## Kutipan Teks:

Jangan Jadi Anak ITB...

|
Baru-baru ini, pengumuman penerimaan calon mahasiswa sedang marak, baik yang berasal dari proses SNMPTN maupun yang berasal dari jalur mandiri. Semua orang tahu, itu bukanlah suatu proses yang mudah bagi banyak orang. Bahkan, ada yang harus menempuh persiapan bertahun-tahun untuk dapat diterima di perguruan tinggi yang ia inginkan. It deserves to be celebrated. Congratulation!

Not to mention, my almamater, ITB, is surely one place a lot of people have been dreaming about. Kualitas ilmu beserta jajaran staf pengajar dan fasilitas belajar adalah hal-hal yang membuat dirinya semakin dinikmati. Wahai ITB, I'm also proud of you because of those ;)

## Bagian Data:
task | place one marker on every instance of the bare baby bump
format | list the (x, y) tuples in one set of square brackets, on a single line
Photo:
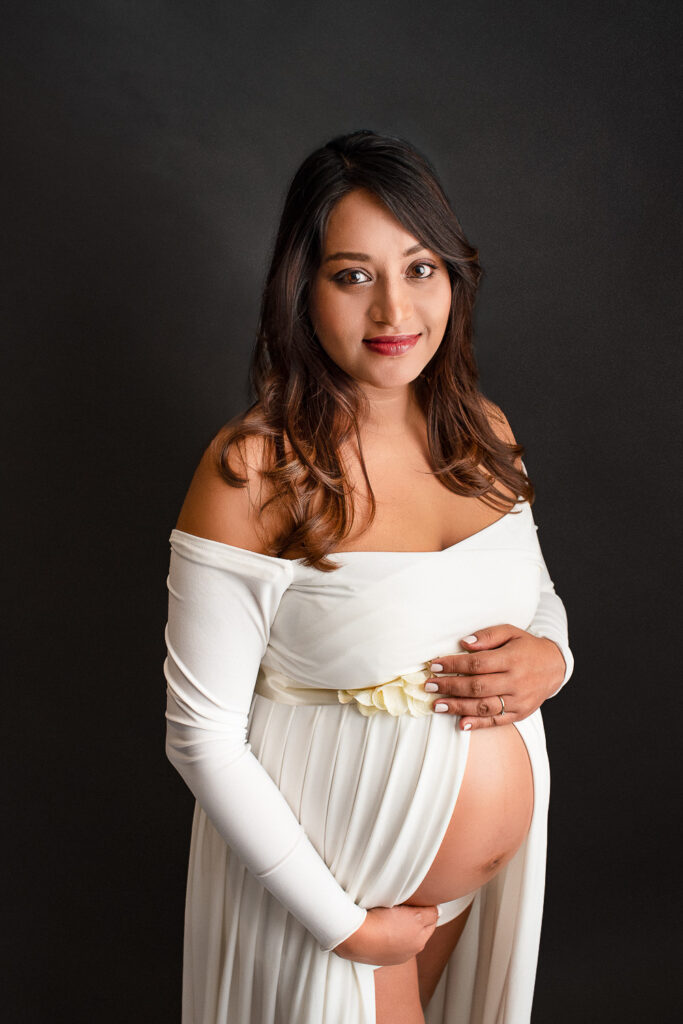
[(491, 818)]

## Rincian Soal:
Menurut kutipan teks tentang ITB, apa saja hal yang membuat ITB semakin dinikmati? Sebutkan semuanya.

## Jawaban Soal:
- Kualitas ilmu
- Jajaran staf pengajar
- Fasilitas belajar